## WORK INSTRUCTION
Show, from the records below, all lines that contain the word "sidewalk".

## MATERIAL FOR THIS EXERCISE
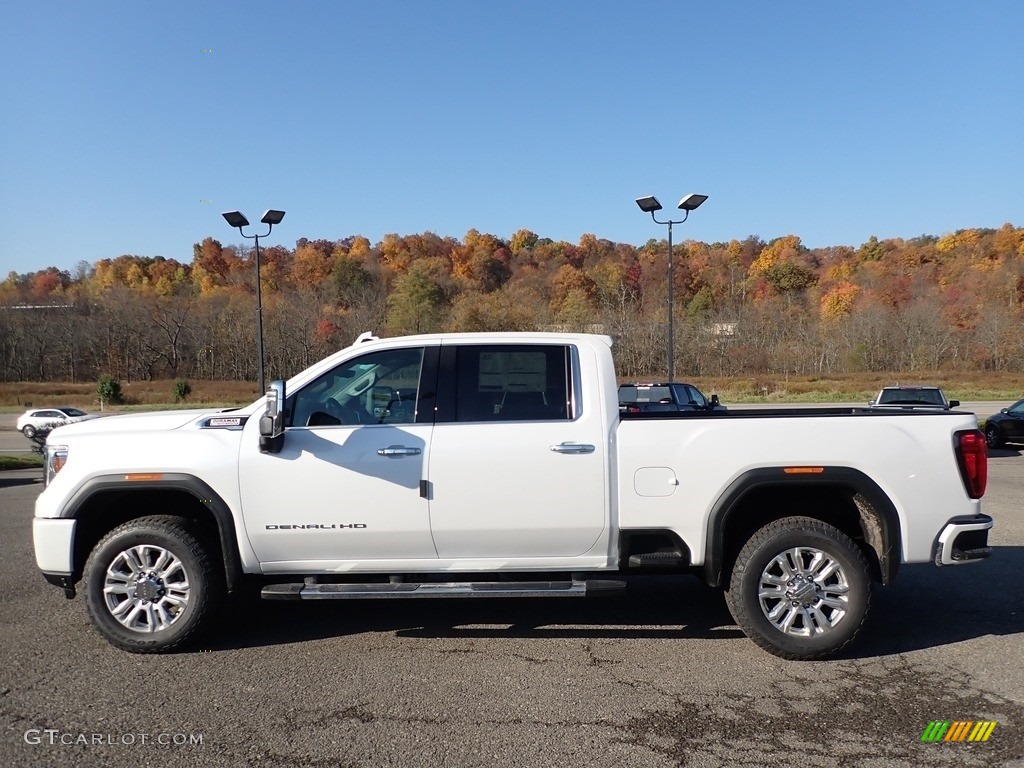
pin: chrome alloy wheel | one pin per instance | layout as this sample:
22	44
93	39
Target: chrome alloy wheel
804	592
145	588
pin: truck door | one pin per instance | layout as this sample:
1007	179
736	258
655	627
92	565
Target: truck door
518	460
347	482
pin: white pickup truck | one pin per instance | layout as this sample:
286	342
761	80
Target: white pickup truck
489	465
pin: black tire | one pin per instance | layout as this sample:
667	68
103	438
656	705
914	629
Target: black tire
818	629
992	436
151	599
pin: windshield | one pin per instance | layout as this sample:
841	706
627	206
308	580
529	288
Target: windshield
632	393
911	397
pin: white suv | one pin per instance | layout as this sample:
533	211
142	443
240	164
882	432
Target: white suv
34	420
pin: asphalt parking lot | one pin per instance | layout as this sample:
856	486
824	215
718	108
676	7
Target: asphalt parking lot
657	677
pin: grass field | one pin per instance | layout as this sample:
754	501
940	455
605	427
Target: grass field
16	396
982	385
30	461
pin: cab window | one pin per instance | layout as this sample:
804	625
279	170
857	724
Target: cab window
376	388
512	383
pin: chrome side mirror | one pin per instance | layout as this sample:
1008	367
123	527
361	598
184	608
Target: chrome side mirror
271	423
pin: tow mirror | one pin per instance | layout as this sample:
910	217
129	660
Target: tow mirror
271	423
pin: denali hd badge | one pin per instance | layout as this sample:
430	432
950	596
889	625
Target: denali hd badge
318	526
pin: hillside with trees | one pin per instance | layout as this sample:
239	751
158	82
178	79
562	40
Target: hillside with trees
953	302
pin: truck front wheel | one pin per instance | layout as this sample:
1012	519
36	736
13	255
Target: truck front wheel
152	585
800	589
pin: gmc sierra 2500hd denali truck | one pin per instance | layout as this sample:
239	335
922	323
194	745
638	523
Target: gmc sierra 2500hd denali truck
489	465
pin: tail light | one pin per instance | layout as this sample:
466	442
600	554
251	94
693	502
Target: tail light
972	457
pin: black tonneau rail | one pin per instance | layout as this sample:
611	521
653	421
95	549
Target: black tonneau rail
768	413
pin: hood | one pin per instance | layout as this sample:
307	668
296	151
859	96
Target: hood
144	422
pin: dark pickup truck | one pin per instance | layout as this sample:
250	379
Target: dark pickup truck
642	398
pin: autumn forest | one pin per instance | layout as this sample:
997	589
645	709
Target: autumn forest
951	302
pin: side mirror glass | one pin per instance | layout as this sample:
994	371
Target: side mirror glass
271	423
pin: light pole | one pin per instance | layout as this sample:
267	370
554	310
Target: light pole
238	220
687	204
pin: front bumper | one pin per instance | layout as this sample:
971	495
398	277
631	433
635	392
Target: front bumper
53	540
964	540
---
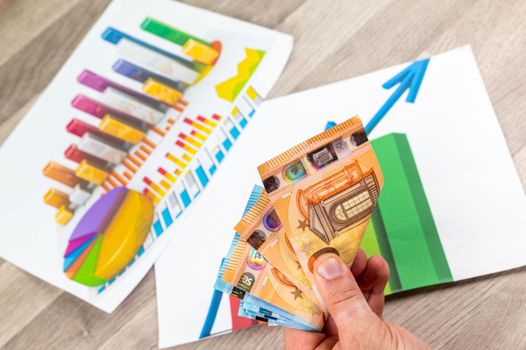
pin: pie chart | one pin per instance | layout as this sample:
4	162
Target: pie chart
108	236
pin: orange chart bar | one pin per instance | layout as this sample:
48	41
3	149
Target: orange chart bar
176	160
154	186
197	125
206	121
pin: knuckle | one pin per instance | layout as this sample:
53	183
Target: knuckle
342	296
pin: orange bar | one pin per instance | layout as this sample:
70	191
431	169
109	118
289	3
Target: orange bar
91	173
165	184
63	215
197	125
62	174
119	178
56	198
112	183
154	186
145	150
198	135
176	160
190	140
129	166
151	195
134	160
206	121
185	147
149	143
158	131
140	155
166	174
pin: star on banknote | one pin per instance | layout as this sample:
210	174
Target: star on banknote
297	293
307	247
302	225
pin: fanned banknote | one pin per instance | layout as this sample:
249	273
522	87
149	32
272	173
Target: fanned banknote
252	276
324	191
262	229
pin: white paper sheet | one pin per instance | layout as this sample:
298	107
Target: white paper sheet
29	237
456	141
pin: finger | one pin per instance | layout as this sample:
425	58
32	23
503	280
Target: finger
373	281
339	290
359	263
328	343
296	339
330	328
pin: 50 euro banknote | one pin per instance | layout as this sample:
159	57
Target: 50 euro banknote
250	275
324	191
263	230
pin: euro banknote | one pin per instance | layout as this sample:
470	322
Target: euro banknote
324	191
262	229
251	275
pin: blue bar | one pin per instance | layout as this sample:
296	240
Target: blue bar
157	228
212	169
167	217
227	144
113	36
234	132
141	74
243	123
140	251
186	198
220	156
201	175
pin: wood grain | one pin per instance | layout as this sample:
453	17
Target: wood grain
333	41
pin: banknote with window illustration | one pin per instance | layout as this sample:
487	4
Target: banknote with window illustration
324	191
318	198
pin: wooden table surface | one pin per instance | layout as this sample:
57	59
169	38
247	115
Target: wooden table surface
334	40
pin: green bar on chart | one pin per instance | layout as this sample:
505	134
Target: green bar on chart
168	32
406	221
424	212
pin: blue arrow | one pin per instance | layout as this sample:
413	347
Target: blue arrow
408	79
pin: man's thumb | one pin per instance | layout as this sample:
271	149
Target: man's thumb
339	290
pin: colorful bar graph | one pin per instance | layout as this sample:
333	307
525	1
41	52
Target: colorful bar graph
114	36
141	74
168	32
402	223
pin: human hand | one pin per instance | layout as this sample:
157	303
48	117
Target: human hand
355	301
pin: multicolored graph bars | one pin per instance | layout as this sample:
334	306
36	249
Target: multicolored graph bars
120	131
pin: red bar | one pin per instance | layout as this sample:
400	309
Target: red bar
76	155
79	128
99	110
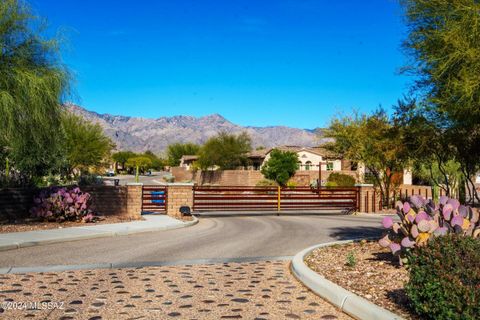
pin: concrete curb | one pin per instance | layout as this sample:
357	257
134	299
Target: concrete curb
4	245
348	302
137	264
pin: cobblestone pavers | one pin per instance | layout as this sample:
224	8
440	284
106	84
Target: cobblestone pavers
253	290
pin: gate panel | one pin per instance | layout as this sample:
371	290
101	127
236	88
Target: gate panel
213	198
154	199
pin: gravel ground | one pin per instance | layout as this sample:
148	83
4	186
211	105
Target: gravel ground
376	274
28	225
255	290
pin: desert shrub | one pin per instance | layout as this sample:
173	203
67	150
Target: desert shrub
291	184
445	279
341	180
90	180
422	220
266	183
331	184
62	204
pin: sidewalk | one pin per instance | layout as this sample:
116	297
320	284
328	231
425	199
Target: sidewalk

## RESPONSE BOX
pin: sidewalk | one pin per instance | layout as this sample:
Target: sidewalk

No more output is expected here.